Copy exactly, and only, the lines from the line containing "Where can the grass" through the last line of the records below, both included.

══ GIVEN ENTRIES

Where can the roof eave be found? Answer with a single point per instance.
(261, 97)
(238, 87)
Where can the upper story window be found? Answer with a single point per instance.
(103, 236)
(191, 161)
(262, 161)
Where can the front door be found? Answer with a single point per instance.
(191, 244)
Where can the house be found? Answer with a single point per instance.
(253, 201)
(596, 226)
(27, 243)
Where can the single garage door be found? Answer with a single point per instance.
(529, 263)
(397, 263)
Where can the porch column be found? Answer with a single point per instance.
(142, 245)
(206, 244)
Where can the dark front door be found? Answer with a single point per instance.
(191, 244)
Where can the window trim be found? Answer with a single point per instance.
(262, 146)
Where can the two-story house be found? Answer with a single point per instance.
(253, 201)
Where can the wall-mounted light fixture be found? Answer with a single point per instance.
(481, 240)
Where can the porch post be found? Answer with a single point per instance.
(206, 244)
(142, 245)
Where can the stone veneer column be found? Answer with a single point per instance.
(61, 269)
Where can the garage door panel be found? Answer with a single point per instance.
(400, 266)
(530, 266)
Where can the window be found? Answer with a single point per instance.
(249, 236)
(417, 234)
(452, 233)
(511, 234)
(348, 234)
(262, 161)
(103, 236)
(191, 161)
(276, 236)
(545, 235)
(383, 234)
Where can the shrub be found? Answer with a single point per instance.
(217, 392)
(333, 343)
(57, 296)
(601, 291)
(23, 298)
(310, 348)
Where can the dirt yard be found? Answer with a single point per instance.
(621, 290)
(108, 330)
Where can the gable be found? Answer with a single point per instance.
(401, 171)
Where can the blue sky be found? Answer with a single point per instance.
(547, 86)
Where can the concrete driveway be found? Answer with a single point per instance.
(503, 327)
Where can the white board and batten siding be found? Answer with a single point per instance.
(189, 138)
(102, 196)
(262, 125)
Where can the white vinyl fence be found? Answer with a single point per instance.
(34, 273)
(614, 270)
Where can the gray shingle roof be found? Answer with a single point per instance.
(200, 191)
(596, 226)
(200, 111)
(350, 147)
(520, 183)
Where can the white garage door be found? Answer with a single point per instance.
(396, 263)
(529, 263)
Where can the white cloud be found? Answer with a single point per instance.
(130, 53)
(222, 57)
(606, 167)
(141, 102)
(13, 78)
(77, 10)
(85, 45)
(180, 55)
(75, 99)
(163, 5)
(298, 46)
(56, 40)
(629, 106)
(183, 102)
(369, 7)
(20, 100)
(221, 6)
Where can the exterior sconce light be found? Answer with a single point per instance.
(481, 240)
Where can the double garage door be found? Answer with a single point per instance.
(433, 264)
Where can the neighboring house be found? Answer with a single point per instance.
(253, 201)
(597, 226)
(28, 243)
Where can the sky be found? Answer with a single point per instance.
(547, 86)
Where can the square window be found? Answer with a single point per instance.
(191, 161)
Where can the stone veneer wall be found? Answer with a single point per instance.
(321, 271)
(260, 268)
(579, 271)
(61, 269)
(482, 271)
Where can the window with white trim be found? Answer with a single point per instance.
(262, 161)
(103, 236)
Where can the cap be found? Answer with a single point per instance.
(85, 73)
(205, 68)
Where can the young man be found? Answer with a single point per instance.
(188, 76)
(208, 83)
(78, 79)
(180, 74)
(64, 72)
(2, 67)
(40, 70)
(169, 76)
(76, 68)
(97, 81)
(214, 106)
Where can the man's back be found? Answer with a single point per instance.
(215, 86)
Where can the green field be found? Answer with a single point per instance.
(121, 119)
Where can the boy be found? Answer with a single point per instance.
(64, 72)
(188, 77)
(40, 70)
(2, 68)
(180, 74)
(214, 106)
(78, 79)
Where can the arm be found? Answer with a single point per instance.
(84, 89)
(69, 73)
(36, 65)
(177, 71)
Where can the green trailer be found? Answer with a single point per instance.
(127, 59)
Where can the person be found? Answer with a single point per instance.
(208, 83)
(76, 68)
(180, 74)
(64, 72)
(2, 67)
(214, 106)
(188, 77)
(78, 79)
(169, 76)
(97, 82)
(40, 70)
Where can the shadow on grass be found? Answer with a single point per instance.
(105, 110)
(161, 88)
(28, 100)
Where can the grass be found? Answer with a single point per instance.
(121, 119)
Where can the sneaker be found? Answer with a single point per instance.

════

TASK SOLUTION:
Where can the grass be found? Answer with a single point per instance.
(121, 119)
Where can the sneaker be found? Answer with a single point per instance.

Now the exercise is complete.